- **TEXTO EXIBIDO**

================================

Presidente do colegiado e autor do requerimento de debate, o senador Paulo Paim (PT-RS) classificou a proposta como “constrangedora”.

Foto: Edilson Rodrigues/Agência Senado

Parlamentares e representantes do movimento negro defenderam nesta segunda-feira (12) a rejeição da proposta de emenda à Constituição (PEC) 9/2023, que prevê anistia a partidos políticos que deixaram de financiar candidaturas de pessoas pretas e pardas nas eleições.

O tema foi debatido durante audiência pública da Comissão de Direitos Humanos (CDH).

Presidente do colegiado e autor do requerimento de debate, o senador Paulo Paim (PT-RS) classificou a proposta como “constrangedora”.

“Depois de conquistas e aprovações legislativas importantíssimas, ninguém quer retrocessos. A lei ter que vir para avançar, e não para retroceder. Tenho fé que o Senado deverá modificar essa proposta. No mínimo, não votar neste ano e deixar para um debate mais aprofundado, que poderemos fazer nos próximos dois anos”, afirmou.

A deputada Reginete Bispo (PT-RS) criticou outro ponto da PEC 9/2023. O dispositivo destina 30% dos recursos do Fundo Especial de Financiamento de Campanha e do Fundo Partidário a candidaturas de pessoas pretas e pardas, de acordo com a preferência das organizações partidárias.

“Na Câmara dos Deputados, propus emendas para que fosse estabelecido um piso de 30%, proporcional ao número de candidaturas negras. Quando você coloca 30% como teto, e não como piso, você na verdade limita nossa presença e nossa participação. Os outros 70% vão ficar disponibilizados para pessoas não negras. É uma lei que, se aprovada, é inconstitucional por si só, porque estabelece um teto”, disse.

================================

- **OBJETIVO DA TAREFA**
Segundo o texto sobre a audiência da Comissão de Direitos Humanos, qual percentual dos recursos do Fundo Especial de Financiamento de Campanha e do Fundo Partidário a PEC 9/2023 destina a candidaturas de pessoas pretas e pardas?

- **SEGMENTO DE DADOS**
================================

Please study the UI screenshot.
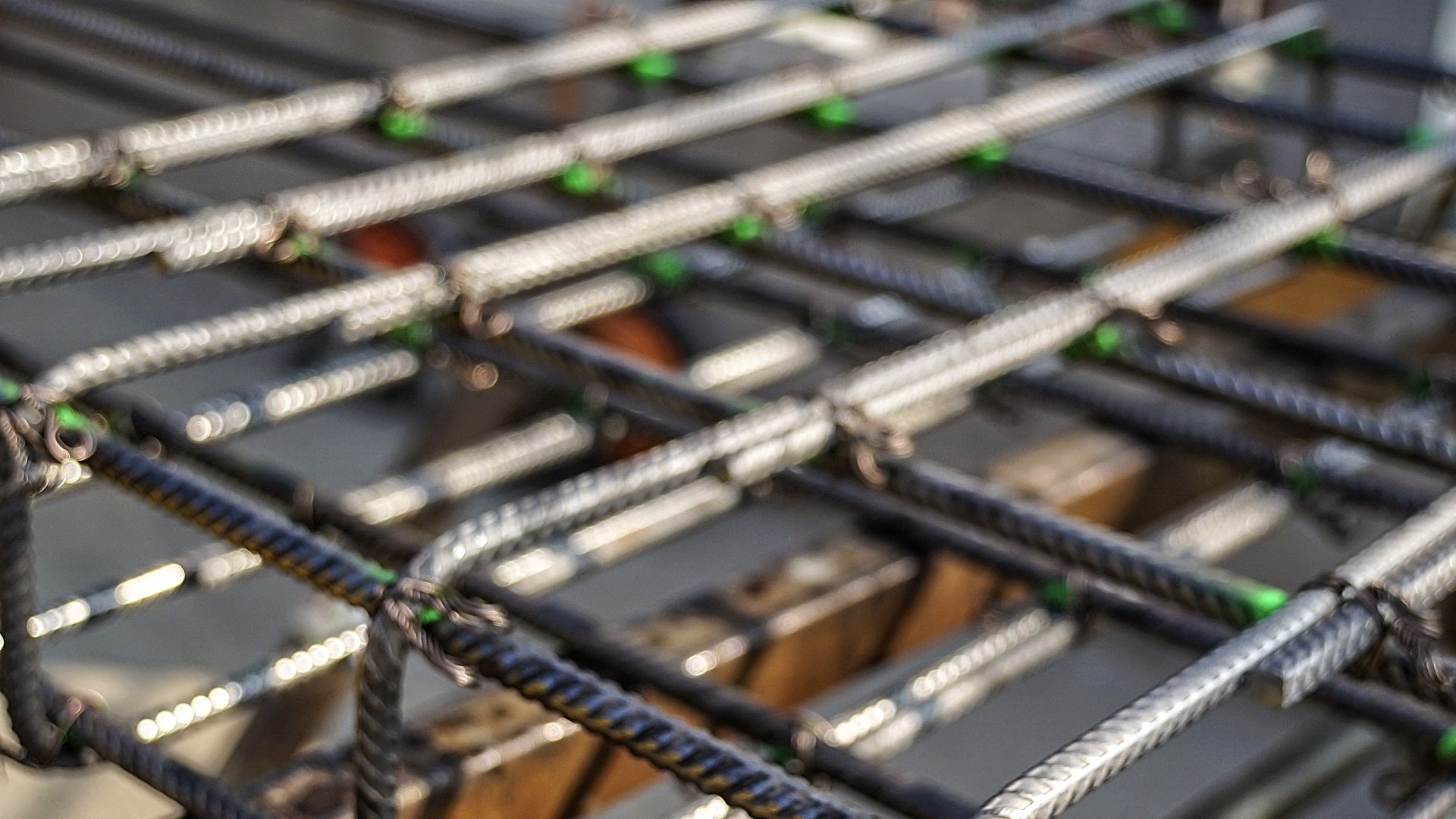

================================

- **RESPOSTA**
A PEC 9/2023 destina 30% desses recursos a candidaturas de pessoas pretas e pardas.